Brief:
From the records that follow, copy every line in which "umbrella" appears.

※

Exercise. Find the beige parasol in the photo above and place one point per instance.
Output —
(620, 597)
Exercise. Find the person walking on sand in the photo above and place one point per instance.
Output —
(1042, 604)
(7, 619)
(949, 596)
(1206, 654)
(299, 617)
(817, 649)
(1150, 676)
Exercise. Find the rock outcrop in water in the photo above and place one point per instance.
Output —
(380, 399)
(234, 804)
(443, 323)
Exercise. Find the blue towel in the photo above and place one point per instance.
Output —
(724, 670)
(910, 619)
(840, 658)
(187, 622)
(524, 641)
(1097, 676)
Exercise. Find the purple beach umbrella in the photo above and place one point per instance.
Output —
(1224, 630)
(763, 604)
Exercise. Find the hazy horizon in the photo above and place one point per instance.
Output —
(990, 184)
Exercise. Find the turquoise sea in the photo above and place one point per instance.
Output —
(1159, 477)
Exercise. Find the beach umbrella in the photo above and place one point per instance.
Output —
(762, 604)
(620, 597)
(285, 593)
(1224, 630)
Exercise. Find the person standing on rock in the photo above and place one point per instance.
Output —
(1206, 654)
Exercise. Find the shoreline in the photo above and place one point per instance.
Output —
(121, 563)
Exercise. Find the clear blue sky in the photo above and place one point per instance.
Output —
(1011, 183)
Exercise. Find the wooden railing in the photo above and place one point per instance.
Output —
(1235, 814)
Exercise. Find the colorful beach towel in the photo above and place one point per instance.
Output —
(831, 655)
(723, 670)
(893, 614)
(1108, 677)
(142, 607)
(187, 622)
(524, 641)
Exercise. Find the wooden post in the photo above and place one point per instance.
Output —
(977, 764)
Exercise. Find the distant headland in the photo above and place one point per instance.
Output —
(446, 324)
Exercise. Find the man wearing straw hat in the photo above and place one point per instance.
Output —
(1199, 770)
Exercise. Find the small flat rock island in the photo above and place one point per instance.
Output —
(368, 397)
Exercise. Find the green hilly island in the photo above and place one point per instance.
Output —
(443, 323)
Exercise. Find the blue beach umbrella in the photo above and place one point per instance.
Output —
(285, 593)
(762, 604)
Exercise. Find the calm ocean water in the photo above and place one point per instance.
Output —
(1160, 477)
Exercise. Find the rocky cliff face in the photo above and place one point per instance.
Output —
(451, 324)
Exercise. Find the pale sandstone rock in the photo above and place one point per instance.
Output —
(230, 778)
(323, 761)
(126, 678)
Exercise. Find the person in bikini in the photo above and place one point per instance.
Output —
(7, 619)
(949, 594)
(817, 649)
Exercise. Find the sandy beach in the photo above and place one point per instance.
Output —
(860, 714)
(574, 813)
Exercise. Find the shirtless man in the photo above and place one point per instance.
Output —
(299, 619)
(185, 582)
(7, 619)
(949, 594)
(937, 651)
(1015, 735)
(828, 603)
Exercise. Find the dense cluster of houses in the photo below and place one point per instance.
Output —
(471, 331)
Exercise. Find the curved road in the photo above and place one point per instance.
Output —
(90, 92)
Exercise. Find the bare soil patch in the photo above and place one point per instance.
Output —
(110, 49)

※

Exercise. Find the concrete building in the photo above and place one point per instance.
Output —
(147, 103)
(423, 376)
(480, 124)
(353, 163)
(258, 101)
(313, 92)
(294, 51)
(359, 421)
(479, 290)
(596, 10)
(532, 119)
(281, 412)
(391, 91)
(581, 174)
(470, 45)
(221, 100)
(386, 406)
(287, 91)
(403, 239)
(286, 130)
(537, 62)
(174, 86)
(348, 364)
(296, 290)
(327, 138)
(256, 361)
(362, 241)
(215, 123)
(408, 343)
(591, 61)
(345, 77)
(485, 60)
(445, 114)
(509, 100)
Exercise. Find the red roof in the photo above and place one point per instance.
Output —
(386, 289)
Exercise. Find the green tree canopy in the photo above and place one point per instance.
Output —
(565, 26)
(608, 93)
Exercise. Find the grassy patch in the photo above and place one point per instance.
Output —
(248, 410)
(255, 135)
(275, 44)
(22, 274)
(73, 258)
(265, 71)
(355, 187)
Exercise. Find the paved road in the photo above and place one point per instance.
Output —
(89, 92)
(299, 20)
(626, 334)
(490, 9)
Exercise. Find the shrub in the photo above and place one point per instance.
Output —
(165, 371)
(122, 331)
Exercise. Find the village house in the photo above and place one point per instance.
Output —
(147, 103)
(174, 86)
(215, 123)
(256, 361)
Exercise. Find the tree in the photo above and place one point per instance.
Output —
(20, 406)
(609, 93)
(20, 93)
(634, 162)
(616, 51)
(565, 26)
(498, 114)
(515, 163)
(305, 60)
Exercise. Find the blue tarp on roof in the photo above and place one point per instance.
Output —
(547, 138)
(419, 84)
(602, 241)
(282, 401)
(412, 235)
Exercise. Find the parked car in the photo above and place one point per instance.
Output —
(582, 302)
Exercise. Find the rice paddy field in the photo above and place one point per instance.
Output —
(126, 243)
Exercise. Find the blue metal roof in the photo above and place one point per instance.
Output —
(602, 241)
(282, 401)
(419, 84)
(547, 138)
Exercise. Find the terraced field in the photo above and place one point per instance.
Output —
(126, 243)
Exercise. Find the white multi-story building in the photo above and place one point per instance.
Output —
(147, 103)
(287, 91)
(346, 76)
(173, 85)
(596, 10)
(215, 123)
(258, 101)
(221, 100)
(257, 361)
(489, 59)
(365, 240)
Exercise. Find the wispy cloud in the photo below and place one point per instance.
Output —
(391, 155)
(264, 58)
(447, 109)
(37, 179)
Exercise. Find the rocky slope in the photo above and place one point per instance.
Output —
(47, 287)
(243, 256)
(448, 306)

※

Result below:
Exercise. Find the purple beach umbrella in the photo above and place one point per instance.
Exercise. Find the beach umbrella in the photo above and place one point per instance.
Exercise. Find the blue beach umbrella in the photo above and place one point per instance.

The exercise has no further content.